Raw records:
+ + + +

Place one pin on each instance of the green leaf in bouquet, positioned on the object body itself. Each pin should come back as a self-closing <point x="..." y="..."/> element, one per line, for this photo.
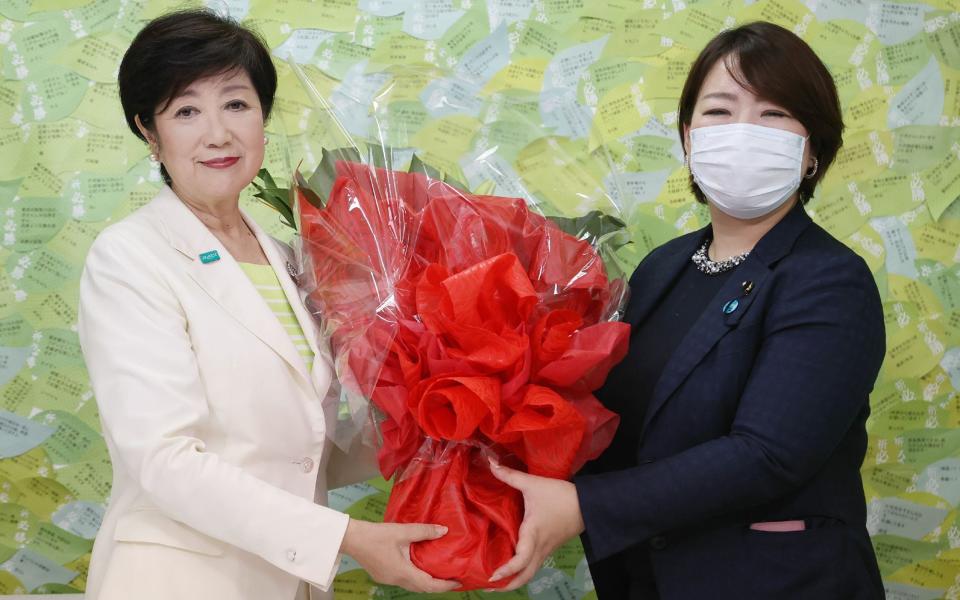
<point x="308" y="193"/>
<point x="600" y="228"/>
<point x="275" y="197"/>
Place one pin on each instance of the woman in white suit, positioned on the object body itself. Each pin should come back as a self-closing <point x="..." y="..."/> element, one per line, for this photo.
<point x="205" y="364"/>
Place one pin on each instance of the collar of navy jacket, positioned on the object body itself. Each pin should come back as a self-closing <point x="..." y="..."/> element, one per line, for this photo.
<point x="713" y="323"/>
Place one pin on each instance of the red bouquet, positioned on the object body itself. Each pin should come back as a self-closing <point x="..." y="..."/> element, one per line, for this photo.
<point x="476" y="328"/>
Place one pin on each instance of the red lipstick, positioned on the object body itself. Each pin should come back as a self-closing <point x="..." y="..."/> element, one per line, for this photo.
<point x="220" y="163"/>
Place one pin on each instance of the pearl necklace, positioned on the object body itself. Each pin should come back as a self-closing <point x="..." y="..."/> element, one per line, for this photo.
<point x="710" y="267"/>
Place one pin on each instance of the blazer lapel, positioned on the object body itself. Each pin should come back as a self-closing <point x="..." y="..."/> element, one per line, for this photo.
<point x="283" y="262"/>
<point x="646" y="293"/>
<point x="714" y="322"/>
<point x="223" y="279"/>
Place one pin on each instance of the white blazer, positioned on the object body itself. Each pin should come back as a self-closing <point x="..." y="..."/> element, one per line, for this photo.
<point x="217" y="433"/>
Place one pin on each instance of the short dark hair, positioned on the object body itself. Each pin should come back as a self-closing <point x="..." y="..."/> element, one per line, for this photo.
<point x="178" y="48"/>
<point x="778" y="66"/>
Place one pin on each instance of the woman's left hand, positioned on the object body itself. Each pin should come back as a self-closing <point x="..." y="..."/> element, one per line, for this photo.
<point x="551" y="517"/>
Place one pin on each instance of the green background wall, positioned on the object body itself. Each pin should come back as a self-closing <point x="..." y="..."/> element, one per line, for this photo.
<point x="573" y="95"/>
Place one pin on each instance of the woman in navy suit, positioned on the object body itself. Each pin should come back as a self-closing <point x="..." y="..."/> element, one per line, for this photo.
<point x="756" y="342"/>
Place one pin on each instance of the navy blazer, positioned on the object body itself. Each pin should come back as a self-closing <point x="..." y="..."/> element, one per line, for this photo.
<point x="758" y="416"/>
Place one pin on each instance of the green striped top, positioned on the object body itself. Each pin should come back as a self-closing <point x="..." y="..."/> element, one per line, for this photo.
<point x="265" y="280"/>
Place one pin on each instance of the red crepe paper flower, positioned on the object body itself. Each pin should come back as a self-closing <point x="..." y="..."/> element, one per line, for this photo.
<point x="478" y="329"/>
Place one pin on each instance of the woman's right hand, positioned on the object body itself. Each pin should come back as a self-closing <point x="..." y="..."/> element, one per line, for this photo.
<point x="383" y="550"/>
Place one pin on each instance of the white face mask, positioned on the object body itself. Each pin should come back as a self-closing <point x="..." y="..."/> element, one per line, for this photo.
<point x="746" y="170"/>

+ + + +

- Task prompt
Transcribe all of the material above line for line, with every character unchanged. Leave out the pictures.

- Completed exercise
Place one pin on each instance of the green leaf in bouquet, positioned on the object body itself. Each pin should come back as a self-closing <point x="..." y="..."/> element, one per line, for this photo.
<point x="308" y="193"/>
<point x="600" y="228"/>
<point x="275" y="197"/>
Place one pin on each instance of the woman in white suit, positioned on the object body itself. Each pin should come back as a self-closing <point x="..." y="..."/> element, one per line, for this photo.
<point x="205" y="364"/>
Place one pin on each instance of the collar of navy jacket, positioned on the object body itself. Each pin should come back as a self-closing <point x="..." y="..."/> element, one per line, for this photo.
<point x="713" y="323"/>
Place one pin on each instance of the red bouquet, positioned on the object body itself. Each pin should come back as a self-closing <point x="..." y="..."/> element, one per line, for this photo.
<point x="476" y="328"/>
Place one pin on each instance of the red lipstick, positioned on the object body itself. Each pin should come back as a self-closing <point x="..." y="..."/> element, one per line, for this photo.
<point x="220" y="163"/>
Place one pin on each instance of the pearl necklace, positioned on the object body itself. Each pin should come back as a self-closing <point x="..." y="..."/> element, one per line, for this photo.
<point x="710" y="267"/>
Place one pin on each instance of the blazer lapel, positioned on the object body itself. Each pin should come back as a self-closing <point x="..." y="..."/> element, one per line, for this photo.
<point x="283" y="262"/>
<point x="646" y="293"/>
<point x="714" y="322"/>
<point x="223" y="279"/>
Place one pin on each instance of the white blazer, positioned on the object body itself. Each pin should come back as a self-closing <point x="..." y="..."/> element, one per line, for this photo.
<point x="217" y="433"/>
Place one pin on each instance of the short dark hair, positioned on the object body itself. Each pin should come back as a self-closing <point x="..." y="..."/> element, one per line, for this photo.
<point x="178" y="48"/>
<point x="778" y="66"/>
Place one pin on each instance of the woman's left hand, positioned on the object body itself. Each pin should come back as a self-closing <point x="..." y="..."/> element, one per line, for this photo.
<point x="551" y="517"/>
Place one pin on each instance of the green background wall, positioned on the object body itself. Each pin should come back as a self-closing <point x="..." y="..."/> element, one per line, for this photo.
<point x="573" y="95"/>
Place one pin on each instance of the woman in navy suit, positioned on the object body itself. Each pin should come back as a self-closing <point x="..." y="..."/> element, one per line, for this photo.
<point x="756" y="342"/>
Place one pin on each instance of the navy blazer, positioned on the object body itself. Each pin should come back as a self-closing <point x="..." y="..."/> element, one per line, for this photo.
<point x="758" y="416"/>
Place one pin on each instance of the green striped top, positioned on the object body itself. Each pin should come back as a self-closing <point x="..." y="..."/> element, one per line, for this photo.
<point x="265" y="280"/>
Place one pin on each instance of the red crepe paper flower, positioned on the object body itself. Each pin should come back as a self-closing <point x="..." y="..."/> element, one per line, for this photo.
<point x="478" y="329"/>
Place one pin on each instance of the woman's right hand, positioned on the object body itself. Each pin should come back as a self-closing <point x="..." y="..."/> element, one per line, for this photo.
<point x="383" y="550"/>
Place one pin on each instance of the white face mask, positioned on the object body itself. Each pin should come back as a self-closing <point x="..." y="..."/> element, one per line, for this photo.
<point x="746" y="170"/>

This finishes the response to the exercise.